EXERCISE PROMPT:
Copy the data from the line that contains "of the coiled" to its last line, exactly, including both of those lines and leaving out everything before.
##########
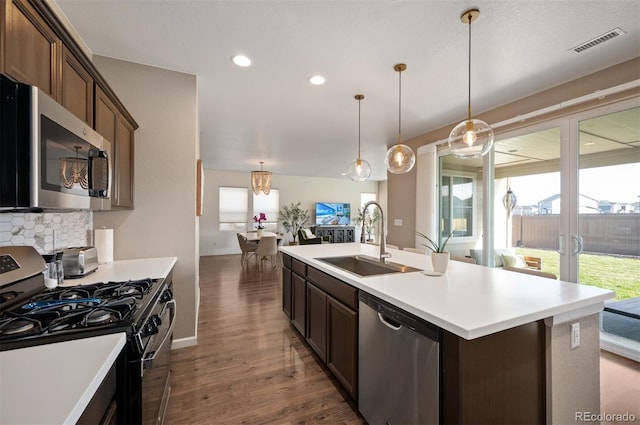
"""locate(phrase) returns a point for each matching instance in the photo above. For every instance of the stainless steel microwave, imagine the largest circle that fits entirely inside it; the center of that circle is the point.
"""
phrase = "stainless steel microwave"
(49, 158)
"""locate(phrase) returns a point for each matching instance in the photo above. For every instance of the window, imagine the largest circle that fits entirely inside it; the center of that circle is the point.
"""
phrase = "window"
(270, 206)
(233, 208)
(366, 197)
(456, 206)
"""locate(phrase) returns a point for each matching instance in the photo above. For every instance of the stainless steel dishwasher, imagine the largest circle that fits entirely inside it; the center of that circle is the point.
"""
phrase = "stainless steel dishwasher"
(398, 370)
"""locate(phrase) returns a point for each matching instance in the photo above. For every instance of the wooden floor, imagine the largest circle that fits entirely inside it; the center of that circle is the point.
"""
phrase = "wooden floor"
(250, 366)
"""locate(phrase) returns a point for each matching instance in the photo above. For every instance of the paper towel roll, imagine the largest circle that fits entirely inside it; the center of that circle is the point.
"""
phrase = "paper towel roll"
(103, 241)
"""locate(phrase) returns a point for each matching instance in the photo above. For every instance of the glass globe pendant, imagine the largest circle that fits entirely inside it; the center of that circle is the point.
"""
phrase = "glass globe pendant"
(400, 158)
(359, 170)
(471, 138)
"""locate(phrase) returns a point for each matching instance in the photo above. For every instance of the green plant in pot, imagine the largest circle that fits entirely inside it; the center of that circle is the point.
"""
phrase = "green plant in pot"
(293, 218)
(439, 255)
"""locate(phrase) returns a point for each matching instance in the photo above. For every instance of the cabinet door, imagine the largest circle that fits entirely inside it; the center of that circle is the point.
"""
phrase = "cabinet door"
(298, 301)
(286, 291)
(317, 320)
(77, 87)
(123, 170)
(342, 344)
(31, 50)
(116, 129)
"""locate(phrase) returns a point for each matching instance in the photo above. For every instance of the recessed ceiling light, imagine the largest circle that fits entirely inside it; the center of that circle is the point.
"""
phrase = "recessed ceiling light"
(317, 80)
(241, 60)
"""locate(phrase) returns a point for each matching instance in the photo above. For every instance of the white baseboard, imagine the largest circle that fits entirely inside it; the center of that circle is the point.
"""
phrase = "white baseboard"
(184, 342)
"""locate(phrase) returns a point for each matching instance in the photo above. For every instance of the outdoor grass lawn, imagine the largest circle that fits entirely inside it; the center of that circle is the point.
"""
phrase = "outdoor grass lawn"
(620, 274)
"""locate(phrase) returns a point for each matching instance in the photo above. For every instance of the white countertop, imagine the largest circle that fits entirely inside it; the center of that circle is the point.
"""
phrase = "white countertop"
(154, 268)
(470, 301)
(53, 383)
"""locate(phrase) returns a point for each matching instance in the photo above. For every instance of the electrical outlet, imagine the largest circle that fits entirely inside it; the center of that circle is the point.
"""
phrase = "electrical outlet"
(575, 335)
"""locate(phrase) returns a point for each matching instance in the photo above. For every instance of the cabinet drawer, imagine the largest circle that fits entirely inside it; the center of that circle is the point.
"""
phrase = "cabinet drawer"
(299, 267)
(339, 290)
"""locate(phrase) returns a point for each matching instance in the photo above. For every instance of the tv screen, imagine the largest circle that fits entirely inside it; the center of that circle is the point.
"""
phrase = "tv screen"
(333, 214)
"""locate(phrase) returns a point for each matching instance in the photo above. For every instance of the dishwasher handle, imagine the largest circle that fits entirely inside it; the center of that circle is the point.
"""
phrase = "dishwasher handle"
(391, 324)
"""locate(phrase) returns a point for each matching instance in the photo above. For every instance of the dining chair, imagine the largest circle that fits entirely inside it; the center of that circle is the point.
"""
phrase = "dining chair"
(246, 249)
(268, 250)
(415, 250)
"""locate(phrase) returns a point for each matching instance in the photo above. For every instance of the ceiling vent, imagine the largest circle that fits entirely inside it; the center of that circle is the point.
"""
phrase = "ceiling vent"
(598, 40)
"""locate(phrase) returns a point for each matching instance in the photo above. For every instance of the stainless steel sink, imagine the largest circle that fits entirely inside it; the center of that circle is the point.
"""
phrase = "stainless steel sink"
(363, 265)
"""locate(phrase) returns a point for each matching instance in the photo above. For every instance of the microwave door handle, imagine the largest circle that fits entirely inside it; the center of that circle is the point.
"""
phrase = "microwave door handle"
(149, 355)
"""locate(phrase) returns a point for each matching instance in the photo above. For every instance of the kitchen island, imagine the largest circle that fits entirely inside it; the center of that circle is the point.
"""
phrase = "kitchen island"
(505, 335)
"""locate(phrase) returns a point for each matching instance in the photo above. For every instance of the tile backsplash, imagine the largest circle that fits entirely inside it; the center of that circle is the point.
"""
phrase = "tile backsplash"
(48, 231)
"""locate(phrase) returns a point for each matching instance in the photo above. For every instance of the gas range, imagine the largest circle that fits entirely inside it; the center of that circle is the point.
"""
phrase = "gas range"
(145, 310)
(64, 313)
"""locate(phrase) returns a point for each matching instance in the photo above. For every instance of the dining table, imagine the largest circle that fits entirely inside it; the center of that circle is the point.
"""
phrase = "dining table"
(253, 236)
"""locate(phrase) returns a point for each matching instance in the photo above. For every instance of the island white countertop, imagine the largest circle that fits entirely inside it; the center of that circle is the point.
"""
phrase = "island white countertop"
(54, 383)
(154, 268)
(470, 300)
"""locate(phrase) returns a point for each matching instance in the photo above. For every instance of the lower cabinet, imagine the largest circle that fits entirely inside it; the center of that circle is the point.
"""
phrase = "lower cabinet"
(342, 344)
(324, 310)
(299, 303)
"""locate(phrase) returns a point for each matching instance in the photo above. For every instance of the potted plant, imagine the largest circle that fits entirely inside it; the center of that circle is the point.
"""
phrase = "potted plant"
(259, 219)
(293, 218)
(368, 221)
(439, 255)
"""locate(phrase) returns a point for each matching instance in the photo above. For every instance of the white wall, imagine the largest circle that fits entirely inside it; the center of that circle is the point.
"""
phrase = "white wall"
(163, 223)
(307, 190)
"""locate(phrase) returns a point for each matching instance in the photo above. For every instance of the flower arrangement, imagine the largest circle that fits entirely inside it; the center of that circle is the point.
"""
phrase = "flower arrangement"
(259, 219)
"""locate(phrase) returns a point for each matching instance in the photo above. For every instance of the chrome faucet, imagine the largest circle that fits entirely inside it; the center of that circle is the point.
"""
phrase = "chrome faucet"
(383, 240)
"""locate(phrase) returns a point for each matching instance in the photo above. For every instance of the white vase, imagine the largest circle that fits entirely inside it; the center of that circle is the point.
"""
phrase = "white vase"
(439, 261)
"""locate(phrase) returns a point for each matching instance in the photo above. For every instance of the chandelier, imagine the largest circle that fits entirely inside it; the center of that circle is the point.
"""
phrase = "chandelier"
(261, 181)
(471, 138)
(74, 171)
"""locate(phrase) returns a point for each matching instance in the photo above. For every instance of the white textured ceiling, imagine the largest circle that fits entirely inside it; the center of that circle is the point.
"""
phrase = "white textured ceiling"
(269, 112)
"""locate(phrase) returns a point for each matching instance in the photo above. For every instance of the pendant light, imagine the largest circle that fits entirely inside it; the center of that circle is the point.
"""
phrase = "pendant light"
(400, 158)
(261, 181)
(359, 170)
(471, 138)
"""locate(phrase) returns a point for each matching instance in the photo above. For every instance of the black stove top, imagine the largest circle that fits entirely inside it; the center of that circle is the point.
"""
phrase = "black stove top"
(65, 313)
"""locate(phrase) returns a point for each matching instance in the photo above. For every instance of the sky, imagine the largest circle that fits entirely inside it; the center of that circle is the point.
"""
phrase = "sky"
(618, 183)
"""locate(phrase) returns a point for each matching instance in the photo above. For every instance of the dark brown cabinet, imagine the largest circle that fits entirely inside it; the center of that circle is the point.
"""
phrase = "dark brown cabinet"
(31, 50)
(114, 127)
(299, 303)
(36, 49)
(286, 285)
(77, 87)
(324, 310)
(342, 344)
(317, 320)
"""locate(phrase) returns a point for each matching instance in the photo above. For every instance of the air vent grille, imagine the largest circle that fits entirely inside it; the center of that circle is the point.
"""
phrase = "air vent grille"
(598, 40)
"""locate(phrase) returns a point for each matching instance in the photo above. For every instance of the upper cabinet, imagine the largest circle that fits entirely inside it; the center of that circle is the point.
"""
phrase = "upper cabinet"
(77, 87)
(31, 50)
(36, 49)
(115, 127)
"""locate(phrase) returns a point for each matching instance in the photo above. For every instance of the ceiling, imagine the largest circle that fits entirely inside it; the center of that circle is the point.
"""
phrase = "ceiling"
(269, 112)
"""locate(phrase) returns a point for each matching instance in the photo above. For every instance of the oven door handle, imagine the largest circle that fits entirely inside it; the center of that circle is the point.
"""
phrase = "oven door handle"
(149, 355)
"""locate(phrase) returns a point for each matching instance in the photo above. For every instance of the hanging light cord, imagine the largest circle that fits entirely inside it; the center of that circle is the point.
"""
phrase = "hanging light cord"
(359, 100)
(469, 94)
(399, 105)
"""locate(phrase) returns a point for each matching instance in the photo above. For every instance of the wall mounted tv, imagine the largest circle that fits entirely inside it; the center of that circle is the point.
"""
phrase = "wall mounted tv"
(333, 214)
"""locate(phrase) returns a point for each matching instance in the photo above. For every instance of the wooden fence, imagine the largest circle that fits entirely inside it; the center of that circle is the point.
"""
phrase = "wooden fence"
(601, 233)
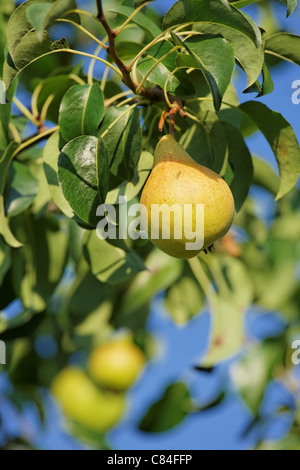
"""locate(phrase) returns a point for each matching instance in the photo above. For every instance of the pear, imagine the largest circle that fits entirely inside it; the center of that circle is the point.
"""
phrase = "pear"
(84, 403)
(177, 180)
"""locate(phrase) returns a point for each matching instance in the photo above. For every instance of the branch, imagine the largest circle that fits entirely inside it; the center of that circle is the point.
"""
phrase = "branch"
(153, 94)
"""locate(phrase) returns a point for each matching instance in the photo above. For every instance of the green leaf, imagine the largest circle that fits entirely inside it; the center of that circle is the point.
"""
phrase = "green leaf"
(36, 14)
(169, 411)
(131, 188)
(207, 143)
(56, 86)
(4, 124)
(42, 15)
(162, 272)
(248, 56)
(265, 176)
(39, 265)
(179, 83)
(19, 25)
(238, 287)
(227, 332)
(267, 82)
(81, 111)
(123, 141)
(80, 164)
(214, 11)
(108, 263)
(5, 259)
(214, 57)
(140, 19)
(5, 162)
(184, 300)
(50, 155)
(241, 162)
(21, 190)
(291, 5)
(253, 373)
(275, 288)
(282, 140)
(30, 49)
(22, 326)
(286, 46)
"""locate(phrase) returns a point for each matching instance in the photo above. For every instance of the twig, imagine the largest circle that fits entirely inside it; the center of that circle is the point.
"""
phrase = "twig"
(153, 94)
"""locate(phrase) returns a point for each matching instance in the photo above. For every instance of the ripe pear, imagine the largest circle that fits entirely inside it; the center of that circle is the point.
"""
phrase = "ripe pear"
(177, 179)
(116, 364)
(82, 402)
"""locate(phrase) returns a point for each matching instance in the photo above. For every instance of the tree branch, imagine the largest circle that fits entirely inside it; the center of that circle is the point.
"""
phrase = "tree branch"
(153, 94)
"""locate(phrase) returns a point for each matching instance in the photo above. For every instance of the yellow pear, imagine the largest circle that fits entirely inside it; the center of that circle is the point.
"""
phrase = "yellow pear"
(174, 189)
(84, 403)
(116, 364)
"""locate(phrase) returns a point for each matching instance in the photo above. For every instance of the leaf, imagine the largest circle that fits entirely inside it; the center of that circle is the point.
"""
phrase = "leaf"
(21, 327)
(253, 373)
(275, 288)
(88, 296)
(39, 265)
(291, 5)
(36, 14)
(5, 259)
(227, 332)
(42, 15)
(286, 46)
(178, 83)
(214, 11)
(265, 176)
(19, 25)
(56, 86)
(123, 141)
(131, 188)
(162, 272)
(214, 57)
(109, 263)
(241, 163)
(184, 300)
(248, 56)
(21, 190)
(5, 114)
(267, 82)
(140, 19)
(5, 162)
(30, 49)
(210, 138)
(81, 111)
(50, 155)
(169, 411)
(80, 164)
(282, 140)
(238, 287)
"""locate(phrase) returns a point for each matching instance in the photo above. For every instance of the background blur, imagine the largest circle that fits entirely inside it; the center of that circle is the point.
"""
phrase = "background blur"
(179, 348)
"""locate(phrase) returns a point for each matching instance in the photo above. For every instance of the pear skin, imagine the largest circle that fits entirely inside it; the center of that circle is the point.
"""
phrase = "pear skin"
(176, 179)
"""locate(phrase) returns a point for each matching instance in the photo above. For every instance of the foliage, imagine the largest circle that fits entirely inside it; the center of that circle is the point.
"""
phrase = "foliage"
(85, 137)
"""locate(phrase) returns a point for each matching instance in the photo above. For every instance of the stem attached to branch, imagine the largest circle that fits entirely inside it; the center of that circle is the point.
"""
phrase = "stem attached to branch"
(153, 94)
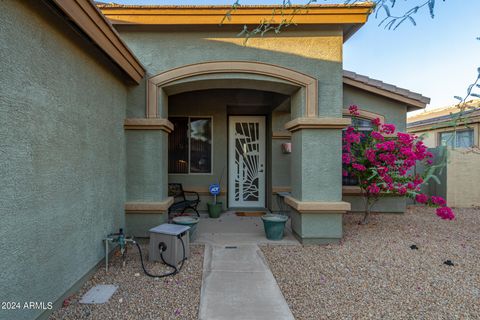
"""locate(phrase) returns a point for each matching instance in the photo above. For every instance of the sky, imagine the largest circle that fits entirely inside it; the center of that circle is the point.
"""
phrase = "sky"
(438, 57)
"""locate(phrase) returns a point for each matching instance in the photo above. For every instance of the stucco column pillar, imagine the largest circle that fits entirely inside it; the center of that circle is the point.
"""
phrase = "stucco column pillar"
(316, 175)
(147, 174)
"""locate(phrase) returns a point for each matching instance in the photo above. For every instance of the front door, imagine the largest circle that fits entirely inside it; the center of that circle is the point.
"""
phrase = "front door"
(246, 162)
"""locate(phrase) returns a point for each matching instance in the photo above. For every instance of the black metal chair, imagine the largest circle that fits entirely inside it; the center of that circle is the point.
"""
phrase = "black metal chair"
(183, 200)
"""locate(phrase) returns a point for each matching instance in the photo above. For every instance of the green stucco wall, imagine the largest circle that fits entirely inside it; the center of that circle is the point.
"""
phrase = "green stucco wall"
(62, 155)
(318, 54)
(394, 112)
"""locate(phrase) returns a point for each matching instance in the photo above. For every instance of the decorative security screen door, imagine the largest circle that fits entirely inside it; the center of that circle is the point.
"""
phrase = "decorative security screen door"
(246, 162)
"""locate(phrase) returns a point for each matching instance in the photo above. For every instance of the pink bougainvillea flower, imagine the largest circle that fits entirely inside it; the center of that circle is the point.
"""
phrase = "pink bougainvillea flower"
(388, 128)
(358, 167)
(353, 109)
(439, 201)
(404, 138)
(370, 155)
(376, 122)
(402, 191)
(421, 198)
(373, 189)
(386, 146)
(346, 159)
(445, 213)
(377, 136)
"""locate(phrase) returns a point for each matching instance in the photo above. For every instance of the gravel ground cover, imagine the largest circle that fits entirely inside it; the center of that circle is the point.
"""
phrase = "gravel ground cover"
(374, 274)
(140, 296)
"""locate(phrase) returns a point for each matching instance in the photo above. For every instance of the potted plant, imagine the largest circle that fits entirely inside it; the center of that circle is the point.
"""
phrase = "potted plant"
(274, 223)
(215, 207)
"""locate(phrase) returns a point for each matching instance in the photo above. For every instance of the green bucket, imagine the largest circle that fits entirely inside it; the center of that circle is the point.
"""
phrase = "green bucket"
(214, 210)
(188, 221)
(274, 225)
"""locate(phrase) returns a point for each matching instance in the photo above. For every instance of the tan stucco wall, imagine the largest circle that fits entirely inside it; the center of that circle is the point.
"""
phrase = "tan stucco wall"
(431, 135)
(463, 176)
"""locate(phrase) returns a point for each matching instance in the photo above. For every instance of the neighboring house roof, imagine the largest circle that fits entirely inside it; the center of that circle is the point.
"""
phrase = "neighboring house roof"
(442, 117)
(96, 24)
(350, 17)
(412, 99)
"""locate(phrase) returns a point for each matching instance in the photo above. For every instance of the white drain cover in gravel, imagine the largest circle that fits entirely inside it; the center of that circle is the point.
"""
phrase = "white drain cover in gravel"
(99, 294)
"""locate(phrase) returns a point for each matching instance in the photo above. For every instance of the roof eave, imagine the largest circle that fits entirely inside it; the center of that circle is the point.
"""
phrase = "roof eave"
(350, 17)
(86, 16)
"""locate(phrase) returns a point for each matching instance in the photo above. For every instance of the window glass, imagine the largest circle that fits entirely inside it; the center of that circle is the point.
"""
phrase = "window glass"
(178, 146)
(465, 138)
(459, 139)
(362, 125)
(200, 145)
(190, 145)
(447, 139)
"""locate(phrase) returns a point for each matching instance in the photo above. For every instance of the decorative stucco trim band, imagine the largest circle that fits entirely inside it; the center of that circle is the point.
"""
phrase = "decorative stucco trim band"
(317, 123)
(383, 92)
(148, 207)
(284, 135)
(366, 115)
(148, 124)
(301, 80)
(317, 206)
(89, 19)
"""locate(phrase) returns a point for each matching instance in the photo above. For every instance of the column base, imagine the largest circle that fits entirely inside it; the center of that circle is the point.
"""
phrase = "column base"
(307, 241)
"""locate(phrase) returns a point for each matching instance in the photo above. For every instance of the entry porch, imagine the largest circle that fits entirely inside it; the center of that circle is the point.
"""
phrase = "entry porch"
(252, 128)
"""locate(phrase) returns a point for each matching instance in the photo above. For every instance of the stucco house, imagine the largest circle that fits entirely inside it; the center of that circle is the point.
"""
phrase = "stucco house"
(456, 136)
(447, 126)
(103, 106)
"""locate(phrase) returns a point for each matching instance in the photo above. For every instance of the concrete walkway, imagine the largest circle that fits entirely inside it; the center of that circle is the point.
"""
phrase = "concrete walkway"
(237, 284)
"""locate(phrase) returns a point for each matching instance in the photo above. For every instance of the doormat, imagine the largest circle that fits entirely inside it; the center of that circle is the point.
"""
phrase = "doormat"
(250, 213)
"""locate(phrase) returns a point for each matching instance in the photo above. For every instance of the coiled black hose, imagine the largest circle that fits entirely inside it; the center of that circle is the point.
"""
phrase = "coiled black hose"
(174, 272)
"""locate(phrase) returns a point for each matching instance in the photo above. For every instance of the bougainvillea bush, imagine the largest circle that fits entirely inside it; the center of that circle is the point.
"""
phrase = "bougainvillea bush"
(382, 160)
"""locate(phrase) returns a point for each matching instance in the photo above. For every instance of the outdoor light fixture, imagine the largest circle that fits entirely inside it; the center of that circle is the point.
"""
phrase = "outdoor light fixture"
(287, 147)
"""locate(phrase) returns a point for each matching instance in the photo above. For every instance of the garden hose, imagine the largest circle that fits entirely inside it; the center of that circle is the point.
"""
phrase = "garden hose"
(174, 272)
##########
EXERCISE OUTPUT:
"""locate(phrase) returns a point for each matching instance in the photo above. For every instance of the coiled black hose, imagine the largest circle that fits entirely inside it; the center of that circle is the point.
"""
phrase = "coiled black hose"
(174, 272)
"""locate(phrase) returns a point for each matching instance in the photo above. For every instance of the bougainvillea bush, imagine the largest circle that fits entirely inside it; the center of that circle is the point.
"""
phrase = "bougainvillea bush"
(382, 160)
"""locate(phrase) returns a point for each matching instance in the photo above. For every instance of the outdoor light fixture, imagine the largest circle that fits entirely inside it; the center of that circle is the point.
"""
phrase = "outdoor light fixture"
(287, 147)
"""locate(phrase) returns a point for each matching instance in the photo above. For every instance of the garden hose, imagine the largest circle that fits entirely inside it; the center of that circle is the point.
"""
phrase = "garden hose"
(174, 272)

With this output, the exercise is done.